Prof. Dr. Ir. Achmad Jazidie, M. Eng
(Dosen Tetap ITS, 1984- Sekarang.)
(Komisaris PT Media Nusantara Citra 2008- Sekarang)
Achmad Jazidie, ketika kecil dia tidak pernah membayangkan dirinya menjadi
insinyur apalagi guru besar, melainkan menjadi seorang ustad atau kyai. Dan
karena keteguhannya pada prinsip, dia
pun berhasil menjadi sosok pribadi yang
utuh--- seorang intelektual yang agamis, otak yang cemerlang dan hati yang
teduh.
Lahir di Gresik, tanggal 19 Februari
1959, anak kedua dari sembilan bersaudara, Jazidie dibesarkan dalam keluarga
yang taat beragama. Ayahnya adalah seorang penghulu, kepala kantor agama
tingkat kecamatan, yang lebih suka mendidik anak-anaknya dengan memberi contoh dalam bersikap dan
bertindak. Karena lahir di lingkungan pesantren, Jazidie hanya berpikir untuk
belajar di pondok pesantren. Tetapi ayahnya berpikir lain, menginginkan anaknya
menjadi cendekiawan dan cenderung menyekolahkan di sekolah umum. Karena Jazidie ngotot, akhirnya diambil jalan
tengah, dia dimasukkan ke SMP Ma’arif di Gresik. Lulus SMP, Jazidie meneruskan
ke Pondok Pesantren Darul Ulum Jombang yang menyelenggarakan pendidikan tingkat
SMA. Tetapi karena muridnya hanya sedikit, semua murid dijadikan satu kelas dan
ditetapkan untuk jurusan IPS, sementara
Jazidie menyukai ilmu eksakta. Akhirnya Jazidie pulang ke Gresik dan meneruskan
ke SMA Negeri Gresik---dan berkat kecerdasannya, tahun 1976 dia dinobatkan
sebagai siswa teladan SMA se-Kabupaten Gresik. Karena prestasinya ketika itu,
dia memperoleh kesempatan untuk masuk ke lima perguruan tinggi negeri tanpa
tes.

========================

_Tugas 1_
Jawablah pertanyaan berikut berdasarkan teks tentang Achmad Jazidie:
(a) Di kota mana dan pada tanggal berapa Achmad Jazidie lahir?
(b) Apa jabatan ayahnya?
(c) Pada tahun berapa dia dinobatkan sebagai siswa teladan SMA se-Kabupaten Gresik?
_Tugas 2_
Bisakah Anda melanjutkan teks tentang Achmad Jazidie, dimulai setelah kalimat terakhirnya?
Data merupakan bahan tersendiri yang terpisah dari teks tentang Achmad Jazidie.

========================

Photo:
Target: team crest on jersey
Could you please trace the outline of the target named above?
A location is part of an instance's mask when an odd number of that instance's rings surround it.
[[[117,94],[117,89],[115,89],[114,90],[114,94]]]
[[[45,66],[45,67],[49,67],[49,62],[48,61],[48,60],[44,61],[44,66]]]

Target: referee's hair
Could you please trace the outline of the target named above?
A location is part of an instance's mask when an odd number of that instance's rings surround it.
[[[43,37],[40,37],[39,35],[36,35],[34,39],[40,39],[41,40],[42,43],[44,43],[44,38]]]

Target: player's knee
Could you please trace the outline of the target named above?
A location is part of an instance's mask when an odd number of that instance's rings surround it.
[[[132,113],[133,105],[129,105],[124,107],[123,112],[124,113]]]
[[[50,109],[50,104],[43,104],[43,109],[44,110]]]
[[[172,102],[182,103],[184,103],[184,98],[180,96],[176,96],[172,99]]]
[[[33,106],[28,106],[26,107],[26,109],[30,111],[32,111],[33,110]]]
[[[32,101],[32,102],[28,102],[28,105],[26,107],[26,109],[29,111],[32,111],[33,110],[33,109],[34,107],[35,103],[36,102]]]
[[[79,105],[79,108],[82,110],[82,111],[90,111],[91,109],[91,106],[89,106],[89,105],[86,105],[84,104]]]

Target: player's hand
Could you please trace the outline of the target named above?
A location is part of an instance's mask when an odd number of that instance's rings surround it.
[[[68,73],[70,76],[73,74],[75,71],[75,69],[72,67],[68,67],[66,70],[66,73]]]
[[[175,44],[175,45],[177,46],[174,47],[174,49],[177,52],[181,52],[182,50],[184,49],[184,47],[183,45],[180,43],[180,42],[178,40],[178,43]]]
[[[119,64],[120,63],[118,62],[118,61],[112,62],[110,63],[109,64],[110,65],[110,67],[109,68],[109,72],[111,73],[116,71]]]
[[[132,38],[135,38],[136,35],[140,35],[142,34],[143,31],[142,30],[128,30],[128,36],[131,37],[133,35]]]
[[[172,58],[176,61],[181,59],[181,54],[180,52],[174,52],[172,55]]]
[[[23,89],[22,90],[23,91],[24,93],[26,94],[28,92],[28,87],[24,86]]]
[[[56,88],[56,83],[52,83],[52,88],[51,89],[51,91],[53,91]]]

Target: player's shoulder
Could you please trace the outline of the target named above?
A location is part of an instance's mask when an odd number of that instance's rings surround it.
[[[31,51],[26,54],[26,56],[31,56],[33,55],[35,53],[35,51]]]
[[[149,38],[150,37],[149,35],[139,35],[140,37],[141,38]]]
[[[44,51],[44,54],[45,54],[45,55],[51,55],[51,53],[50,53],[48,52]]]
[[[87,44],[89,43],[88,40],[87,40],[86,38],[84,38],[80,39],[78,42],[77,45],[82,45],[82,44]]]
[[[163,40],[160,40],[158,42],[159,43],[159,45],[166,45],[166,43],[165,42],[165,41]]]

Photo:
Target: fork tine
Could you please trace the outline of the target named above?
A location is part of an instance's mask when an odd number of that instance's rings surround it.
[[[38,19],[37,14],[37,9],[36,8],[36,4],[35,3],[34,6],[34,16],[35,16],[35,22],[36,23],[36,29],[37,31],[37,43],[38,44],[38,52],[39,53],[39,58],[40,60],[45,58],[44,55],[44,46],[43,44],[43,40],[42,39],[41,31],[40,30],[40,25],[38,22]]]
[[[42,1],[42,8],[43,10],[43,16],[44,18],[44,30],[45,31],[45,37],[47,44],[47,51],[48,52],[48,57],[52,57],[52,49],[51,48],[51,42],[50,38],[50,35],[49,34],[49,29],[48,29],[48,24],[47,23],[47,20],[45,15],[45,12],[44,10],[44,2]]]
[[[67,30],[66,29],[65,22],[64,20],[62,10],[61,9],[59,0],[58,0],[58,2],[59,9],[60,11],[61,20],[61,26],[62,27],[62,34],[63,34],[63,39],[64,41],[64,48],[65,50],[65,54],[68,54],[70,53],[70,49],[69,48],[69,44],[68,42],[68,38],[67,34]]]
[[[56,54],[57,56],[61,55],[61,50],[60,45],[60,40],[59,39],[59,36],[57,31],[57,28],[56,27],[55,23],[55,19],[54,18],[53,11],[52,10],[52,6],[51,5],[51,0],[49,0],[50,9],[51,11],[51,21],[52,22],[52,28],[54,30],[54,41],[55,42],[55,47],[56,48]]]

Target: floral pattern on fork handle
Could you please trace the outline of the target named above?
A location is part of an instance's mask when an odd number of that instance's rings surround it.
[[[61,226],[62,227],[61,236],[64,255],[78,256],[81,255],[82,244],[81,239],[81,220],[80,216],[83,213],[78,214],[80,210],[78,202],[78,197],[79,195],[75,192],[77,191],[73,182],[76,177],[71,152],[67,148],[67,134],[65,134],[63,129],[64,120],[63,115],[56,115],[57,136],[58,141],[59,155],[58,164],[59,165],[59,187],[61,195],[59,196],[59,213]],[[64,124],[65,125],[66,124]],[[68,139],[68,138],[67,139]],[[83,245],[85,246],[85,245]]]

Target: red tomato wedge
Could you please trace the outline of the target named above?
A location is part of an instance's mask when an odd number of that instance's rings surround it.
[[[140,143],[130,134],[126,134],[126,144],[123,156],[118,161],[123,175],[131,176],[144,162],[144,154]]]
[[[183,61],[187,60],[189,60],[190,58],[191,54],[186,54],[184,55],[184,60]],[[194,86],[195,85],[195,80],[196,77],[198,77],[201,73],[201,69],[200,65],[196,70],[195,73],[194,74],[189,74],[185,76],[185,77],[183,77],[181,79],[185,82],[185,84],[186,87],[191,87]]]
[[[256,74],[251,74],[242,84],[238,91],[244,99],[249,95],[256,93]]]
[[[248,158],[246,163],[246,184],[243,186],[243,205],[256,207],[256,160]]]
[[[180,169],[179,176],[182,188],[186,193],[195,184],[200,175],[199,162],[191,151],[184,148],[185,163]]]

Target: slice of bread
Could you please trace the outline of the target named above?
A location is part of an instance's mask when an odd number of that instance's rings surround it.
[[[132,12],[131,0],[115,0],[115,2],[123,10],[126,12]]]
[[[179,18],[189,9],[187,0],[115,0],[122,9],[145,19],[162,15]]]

========================

_Hasil 1_
(a) Di Gresik, pada tanggal 19 Februari 1959.
(b) Ayahnya seorang penghulu, kepala kantor agama tingkat kecamatan.
(c) Pada tahun 1976.

_Hasil 2_
Memilih kuliah di ITS 1977, Jazidie memantapkan hati untuk mendalami teknik
elektro karena dianggap sangat menantang. Selain aktif di kegiatan organisasi
kemahasiswaan, dia juga mulai mengajar di bimbingan belajar dan di sebuah SMP
di Gresik sejak semester III. Selain dapat membiayai kuliahnya, kegiatan
mengajar membuat dirinya merasa berarti dan menemukan sentuhan kebahagiaan
ketika berbagi ilmu. Di ujung kuliahnya, ayahnya meninggal. Suatu masa yang
dilematis, Jazidie merasa tidak memiliki kekuatan untuk melanjutkan kuliahnya---melihat masih
banyak adik-adiknya yang harus sekolah. Hanya satu yang hinggap dipikirannya,
bekerja dan dapat membiayai adik-adiknya. Hingga kemudian teman seangkatan
mencarinya dan datang ke rumah untuk mengajaknya kembali ke kampus. Pada saat
itulah, Jazidie merasakan begitu penting arti sebuah pertemanan---yang pada
kondisi tidak menentu, dia datang seperti secercah cahaya.
Usai diwisuda tahun 1983, Jazidie mengabdikan diri di almamaternya sebagai
konskuensi beasiswa ikatan dinas yang diterimanya dan setahun kemudian dilantik
sebagai PNS. Tipe pekerja keras yang cerdas, diapun berusaha belajar dari para
seniornya di ITS dan harus pandai-pandai membawakan diri. Meskipun di dunia
kampus semua orang menghargai perbedaan pendapat, kadang diapun harus pandai
menahan perasaan.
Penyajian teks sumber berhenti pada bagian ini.